_Given data_

<<<<

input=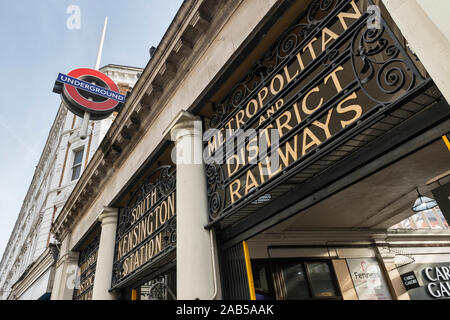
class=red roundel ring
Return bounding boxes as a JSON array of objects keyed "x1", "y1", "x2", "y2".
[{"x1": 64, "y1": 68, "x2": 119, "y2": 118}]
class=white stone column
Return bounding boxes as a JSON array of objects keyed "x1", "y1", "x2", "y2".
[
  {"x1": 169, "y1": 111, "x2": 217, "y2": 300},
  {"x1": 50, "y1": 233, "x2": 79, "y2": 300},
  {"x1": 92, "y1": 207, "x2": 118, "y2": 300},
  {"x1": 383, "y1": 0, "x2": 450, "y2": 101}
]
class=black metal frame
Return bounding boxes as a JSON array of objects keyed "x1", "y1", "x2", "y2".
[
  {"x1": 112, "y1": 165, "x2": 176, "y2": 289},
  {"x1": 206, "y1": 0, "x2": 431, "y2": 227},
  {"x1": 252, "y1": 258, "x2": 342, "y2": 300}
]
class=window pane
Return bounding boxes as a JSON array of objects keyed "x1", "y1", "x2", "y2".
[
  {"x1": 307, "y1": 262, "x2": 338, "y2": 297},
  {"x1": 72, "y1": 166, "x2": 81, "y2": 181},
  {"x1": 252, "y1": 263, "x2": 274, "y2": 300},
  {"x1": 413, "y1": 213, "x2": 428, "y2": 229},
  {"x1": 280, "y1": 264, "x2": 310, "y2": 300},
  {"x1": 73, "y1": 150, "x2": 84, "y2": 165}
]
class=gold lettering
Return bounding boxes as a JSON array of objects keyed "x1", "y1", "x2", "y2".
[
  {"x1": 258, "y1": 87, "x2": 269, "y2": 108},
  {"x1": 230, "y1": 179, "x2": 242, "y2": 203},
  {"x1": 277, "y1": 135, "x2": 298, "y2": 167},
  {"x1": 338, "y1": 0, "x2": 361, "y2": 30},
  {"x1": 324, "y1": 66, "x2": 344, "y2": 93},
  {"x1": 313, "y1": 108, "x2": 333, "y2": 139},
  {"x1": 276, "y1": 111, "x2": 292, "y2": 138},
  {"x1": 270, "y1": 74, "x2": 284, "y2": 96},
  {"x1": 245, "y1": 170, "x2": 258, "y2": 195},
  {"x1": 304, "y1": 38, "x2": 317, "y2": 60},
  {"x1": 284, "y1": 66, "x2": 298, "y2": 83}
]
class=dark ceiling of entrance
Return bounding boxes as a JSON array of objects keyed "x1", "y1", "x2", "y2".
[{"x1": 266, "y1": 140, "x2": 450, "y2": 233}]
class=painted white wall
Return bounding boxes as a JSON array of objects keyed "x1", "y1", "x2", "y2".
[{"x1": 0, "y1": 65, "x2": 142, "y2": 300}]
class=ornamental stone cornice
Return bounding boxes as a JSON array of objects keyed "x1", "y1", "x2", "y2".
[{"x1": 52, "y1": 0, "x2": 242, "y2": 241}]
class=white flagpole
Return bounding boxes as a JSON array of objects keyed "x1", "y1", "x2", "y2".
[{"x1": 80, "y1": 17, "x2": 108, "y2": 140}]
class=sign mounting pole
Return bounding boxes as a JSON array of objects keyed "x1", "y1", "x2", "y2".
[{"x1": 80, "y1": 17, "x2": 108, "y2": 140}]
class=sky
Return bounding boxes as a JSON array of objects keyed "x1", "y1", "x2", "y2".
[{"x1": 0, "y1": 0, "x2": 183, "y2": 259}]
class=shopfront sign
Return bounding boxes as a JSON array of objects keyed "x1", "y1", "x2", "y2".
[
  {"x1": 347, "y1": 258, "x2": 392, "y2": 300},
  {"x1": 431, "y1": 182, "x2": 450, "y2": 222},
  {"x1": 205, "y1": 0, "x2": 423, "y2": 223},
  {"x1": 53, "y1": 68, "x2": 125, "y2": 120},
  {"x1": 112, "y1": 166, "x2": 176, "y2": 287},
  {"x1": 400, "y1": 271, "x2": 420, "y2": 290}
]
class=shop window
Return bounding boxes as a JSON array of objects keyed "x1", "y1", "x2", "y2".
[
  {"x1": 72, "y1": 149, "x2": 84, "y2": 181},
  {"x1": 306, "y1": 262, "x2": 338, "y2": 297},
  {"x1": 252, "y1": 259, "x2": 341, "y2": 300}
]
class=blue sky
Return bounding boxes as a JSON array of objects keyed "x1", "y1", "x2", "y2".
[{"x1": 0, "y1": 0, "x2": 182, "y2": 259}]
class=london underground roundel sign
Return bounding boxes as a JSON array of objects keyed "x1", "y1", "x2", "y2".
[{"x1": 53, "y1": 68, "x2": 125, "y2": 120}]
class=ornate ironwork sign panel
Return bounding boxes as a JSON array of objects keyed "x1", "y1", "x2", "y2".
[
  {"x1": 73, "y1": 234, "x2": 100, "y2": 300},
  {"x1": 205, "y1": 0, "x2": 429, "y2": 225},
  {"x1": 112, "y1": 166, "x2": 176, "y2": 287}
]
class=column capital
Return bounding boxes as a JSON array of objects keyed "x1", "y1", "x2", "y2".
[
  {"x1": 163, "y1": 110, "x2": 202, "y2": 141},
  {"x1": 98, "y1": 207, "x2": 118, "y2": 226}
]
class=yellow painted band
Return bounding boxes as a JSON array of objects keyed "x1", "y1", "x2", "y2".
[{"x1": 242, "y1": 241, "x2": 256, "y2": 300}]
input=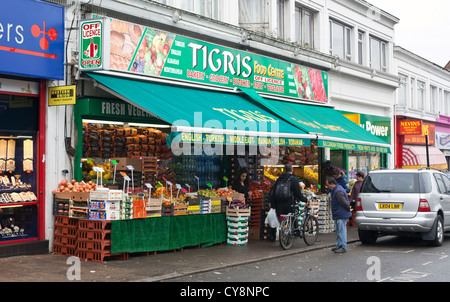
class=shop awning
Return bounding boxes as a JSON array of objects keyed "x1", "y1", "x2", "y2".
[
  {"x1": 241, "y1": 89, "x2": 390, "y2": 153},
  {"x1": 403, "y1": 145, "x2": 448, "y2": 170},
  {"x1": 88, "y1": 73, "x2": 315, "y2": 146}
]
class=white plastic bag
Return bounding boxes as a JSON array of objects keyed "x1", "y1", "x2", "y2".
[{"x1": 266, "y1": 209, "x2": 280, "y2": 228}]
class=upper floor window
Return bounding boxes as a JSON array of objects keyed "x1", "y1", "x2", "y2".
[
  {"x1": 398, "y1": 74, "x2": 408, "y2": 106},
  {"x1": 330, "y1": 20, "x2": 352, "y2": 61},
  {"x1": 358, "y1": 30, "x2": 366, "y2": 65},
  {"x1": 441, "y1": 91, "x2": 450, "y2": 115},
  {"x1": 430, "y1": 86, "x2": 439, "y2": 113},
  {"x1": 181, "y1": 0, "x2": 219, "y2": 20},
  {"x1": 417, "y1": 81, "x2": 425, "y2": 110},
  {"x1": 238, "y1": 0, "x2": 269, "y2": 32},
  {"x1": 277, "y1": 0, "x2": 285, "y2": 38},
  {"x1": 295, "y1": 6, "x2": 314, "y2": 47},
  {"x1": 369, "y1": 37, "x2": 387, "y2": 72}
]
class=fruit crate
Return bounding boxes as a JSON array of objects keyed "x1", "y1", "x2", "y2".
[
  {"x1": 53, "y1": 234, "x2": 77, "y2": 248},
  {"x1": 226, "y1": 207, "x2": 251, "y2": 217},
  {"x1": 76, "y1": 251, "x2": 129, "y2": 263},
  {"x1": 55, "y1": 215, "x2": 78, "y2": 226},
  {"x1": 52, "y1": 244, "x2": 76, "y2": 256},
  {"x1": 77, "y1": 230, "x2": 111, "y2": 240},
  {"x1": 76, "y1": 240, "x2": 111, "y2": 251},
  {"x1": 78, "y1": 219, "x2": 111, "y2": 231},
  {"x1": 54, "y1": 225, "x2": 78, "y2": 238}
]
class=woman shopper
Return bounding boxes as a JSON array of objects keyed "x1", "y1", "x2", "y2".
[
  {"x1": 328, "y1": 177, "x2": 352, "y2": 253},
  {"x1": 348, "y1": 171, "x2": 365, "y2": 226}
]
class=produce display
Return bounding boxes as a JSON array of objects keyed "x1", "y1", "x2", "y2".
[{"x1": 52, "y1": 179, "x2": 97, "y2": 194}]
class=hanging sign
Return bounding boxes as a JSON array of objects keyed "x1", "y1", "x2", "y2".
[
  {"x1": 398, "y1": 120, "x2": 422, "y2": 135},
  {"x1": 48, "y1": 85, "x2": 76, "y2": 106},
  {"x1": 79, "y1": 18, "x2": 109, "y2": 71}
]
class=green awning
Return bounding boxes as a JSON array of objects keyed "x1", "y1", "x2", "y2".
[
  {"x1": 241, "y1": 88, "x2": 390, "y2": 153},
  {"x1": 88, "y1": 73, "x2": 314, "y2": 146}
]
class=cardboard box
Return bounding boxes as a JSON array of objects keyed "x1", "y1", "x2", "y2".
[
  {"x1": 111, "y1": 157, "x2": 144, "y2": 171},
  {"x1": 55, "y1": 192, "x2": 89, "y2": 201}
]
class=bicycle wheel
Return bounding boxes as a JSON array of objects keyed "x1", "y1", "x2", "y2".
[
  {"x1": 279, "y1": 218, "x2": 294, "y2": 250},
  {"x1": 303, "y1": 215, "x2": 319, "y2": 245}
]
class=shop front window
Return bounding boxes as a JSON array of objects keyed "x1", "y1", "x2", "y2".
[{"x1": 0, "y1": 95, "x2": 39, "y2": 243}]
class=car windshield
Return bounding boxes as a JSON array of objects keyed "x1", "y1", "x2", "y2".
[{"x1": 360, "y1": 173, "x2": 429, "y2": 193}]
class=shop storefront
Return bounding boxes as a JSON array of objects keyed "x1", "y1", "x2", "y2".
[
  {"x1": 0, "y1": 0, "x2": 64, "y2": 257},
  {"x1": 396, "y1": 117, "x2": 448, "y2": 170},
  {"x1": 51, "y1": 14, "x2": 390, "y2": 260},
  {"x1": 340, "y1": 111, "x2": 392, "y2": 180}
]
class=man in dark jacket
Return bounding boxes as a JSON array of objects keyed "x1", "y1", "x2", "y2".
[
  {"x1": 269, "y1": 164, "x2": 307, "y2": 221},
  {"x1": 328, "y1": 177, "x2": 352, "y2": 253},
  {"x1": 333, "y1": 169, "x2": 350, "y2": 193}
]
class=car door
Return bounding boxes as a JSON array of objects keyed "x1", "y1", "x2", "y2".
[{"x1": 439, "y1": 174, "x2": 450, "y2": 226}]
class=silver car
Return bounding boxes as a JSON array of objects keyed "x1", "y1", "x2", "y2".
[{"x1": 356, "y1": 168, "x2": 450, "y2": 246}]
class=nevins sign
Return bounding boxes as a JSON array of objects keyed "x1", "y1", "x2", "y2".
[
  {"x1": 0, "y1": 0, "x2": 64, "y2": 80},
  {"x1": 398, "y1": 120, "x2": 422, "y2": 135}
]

>>>>

_Problem details_
Pull out every line of the listing that contains the string "column", keeping each one unchanged and in its original order.

_Result of this exercise_
class=white stone column
class=column capital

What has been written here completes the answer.